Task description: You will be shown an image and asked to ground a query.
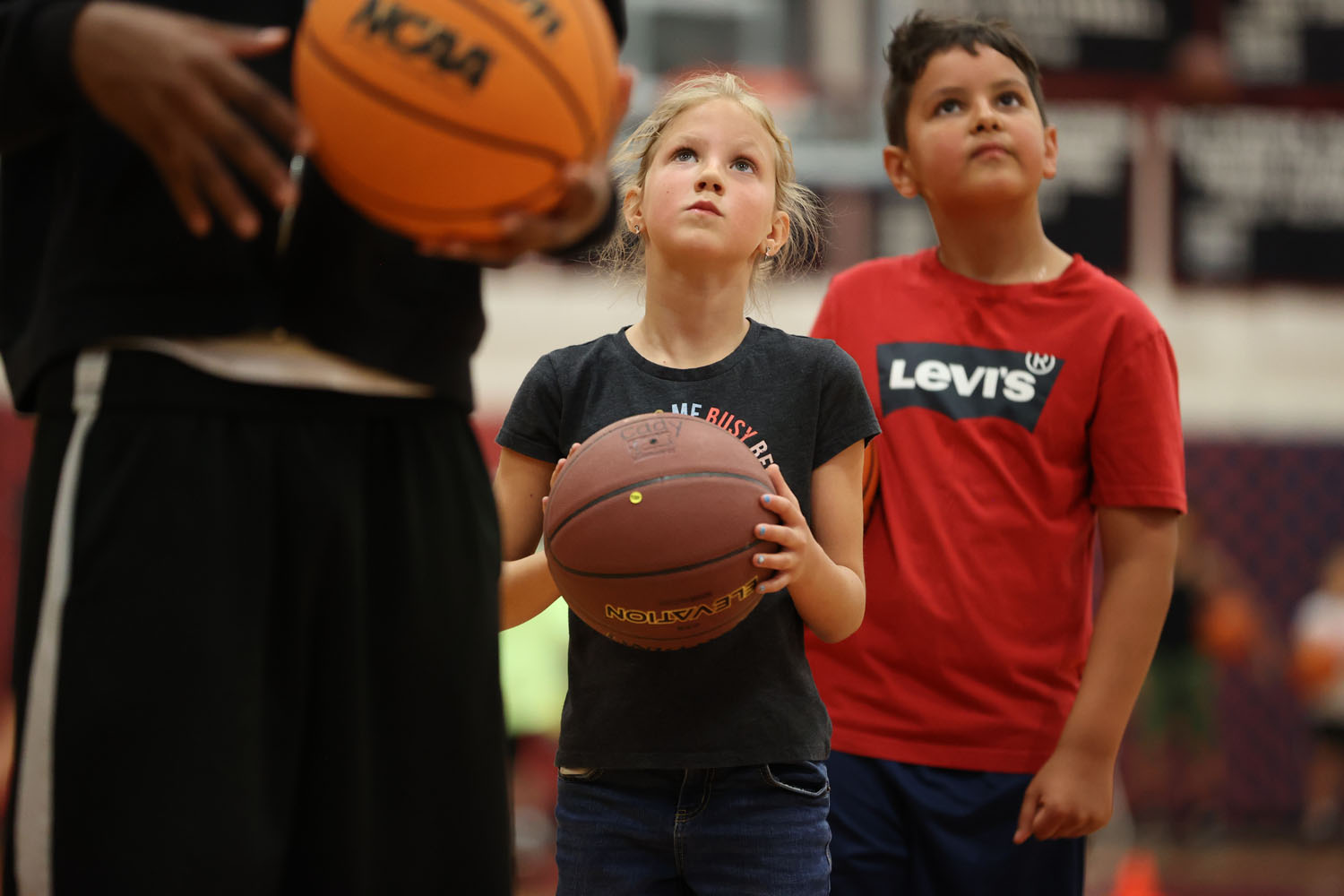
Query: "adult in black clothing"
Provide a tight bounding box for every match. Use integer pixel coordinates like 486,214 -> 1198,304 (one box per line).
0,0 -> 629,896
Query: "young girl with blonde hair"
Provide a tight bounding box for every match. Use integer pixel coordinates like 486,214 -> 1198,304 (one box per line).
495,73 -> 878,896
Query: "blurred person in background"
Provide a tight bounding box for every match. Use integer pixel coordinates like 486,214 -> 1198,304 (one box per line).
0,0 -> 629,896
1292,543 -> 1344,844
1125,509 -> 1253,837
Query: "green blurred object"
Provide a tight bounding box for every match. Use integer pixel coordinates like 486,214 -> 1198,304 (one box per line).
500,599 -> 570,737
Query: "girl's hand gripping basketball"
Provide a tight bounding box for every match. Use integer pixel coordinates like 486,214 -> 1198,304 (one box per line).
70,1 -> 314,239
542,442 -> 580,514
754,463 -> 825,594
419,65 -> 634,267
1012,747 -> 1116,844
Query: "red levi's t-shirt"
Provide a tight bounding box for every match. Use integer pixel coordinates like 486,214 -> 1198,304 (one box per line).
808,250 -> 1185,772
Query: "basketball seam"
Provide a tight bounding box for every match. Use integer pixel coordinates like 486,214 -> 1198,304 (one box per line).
==================================================
=== Problem to work on ===
Render the listing above as a Markdown table with the columns Row and Entry, one numbered row per line. Leave out blank lines and the pictures.

=== Answer to the task ===
| Row | Entry |
|---|---|
| 1 | Task description: You will be shown an image and asked to ground a query. |
| 2 | Query: "adult in black clothing" |
| 3 | Provide a tight bounding box for every match. Use integer pixel coordinates like 486,214 -> 1198,304 (one box per line). |
| 4 | 0,0 -> 629,896 |
| 5 | Query: "young girl with blonde hair" |
| 6 | Provide a tight bounding box for every match. Use integer pixel coordinates like 486,214 -> 1198,304 (one box per line). |
| 7 | 495,73 -> 878,896 |
| 8 | Query: "blurred person in background" |
| 9 | Provide a tight bounding box for every match. Use integer pixel coordinates like 486,214 -> 1198,304 (one box per line). |
| 10 | 0,0 -> 629,896 |
| 11 | 1292,543 -> 1344,844 |
| 12 | 1125,509 -> 1253,837 |
| 13 | Query: "green blurred object" |
| 14 | Provide a tight bounding box for every match. Use integer pixel coordinates like 486,214 -> 1198,304 (one box per line). |
| 15 | 500,599 -> 570,737 |
| 16 | Query: "girl's hand gripping basketball" |
| 17 | Provide a tight bounding box for every match. Use integer pixel coordinates like 486,214 -> 1198,304 (one box per line). |
| 18 | 70,1 -> 314,239 |
| 19 | 542,442 -> 580,514 |
| 20 | 754,463 -> 825,594 |
| 21 | 419,65 -> 634,267 |
| 22 | 1012,747 -> 1116,844 |
| 23 | Query: "red levi's t-shirt" |
| 24 | Provide a tight bounding box for every match. Use integer pixel coordinates like 486,214 -> 1198,304 (one box per line). |
| 25 | 808,250 -> 1185,772 |
| 26 | Query: "basketball seam" |
| 27 | Provide a tight bounding box for every match. Use integer pixel coordinates like 486,214 -> 1198,304 (one box per line). |